Si suami boleh merujuk istrinya (dalam masa iddah tersebut) dengan
ucapan, ia katakan, “Aku telah merujuk istriku.” Sebagaimana ia boleh merujuk
istrinya dengan perbuatan, dengan menggaulinya disertai niat rujuk.
Adapun
tentang ‘iddah istri yang ditalak, kita katakan: Bila istri itu ditalak sebelum
si suami dukhul dan khalwat yakni sebelum melakukan jima’, sebelum si suami
berdua-duaan dengannya dan mubasyarah dengannya, maka sama sekali tidak ada
iddah bagi si wanita. Dengan demikian, semata-mata talak dan ia pisah dari
suaminya, berarti ia halal untuk dinikahi oleh lelaki lain.

• • • • • • •

- Soal A
Menurut bacaan di atas, adakah masa iddah bagi istri yang ditalak sebelum suaminya melakukan jima’ dan berdua-duaan dengannya?

- Bahan yang Diberikan
• • • • • • •

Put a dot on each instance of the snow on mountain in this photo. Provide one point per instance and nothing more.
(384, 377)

• • • • • • •

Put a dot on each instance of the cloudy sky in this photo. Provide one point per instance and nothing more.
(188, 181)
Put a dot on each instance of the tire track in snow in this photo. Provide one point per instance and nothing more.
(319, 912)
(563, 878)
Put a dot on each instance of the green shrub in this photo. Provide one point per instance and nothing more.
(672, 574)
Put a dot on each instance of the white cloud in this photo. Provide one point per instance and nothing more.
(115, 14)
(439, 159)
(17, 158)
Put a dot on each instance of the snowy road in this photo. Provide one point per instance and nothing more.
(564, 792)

• • • • • • •

- Soal B
Tolong tampilkan setiap baris entri di atas yang memuat kata "tire", dengan huruf besar dan kecil dibedakan.

- Jawaban A
Sama sekali tidak ada iddah bagi wanita tersebut.

- Jawaban B
Put a dot on each instance of the tire track in snow in this photo. Provide one point per instance and nothing more.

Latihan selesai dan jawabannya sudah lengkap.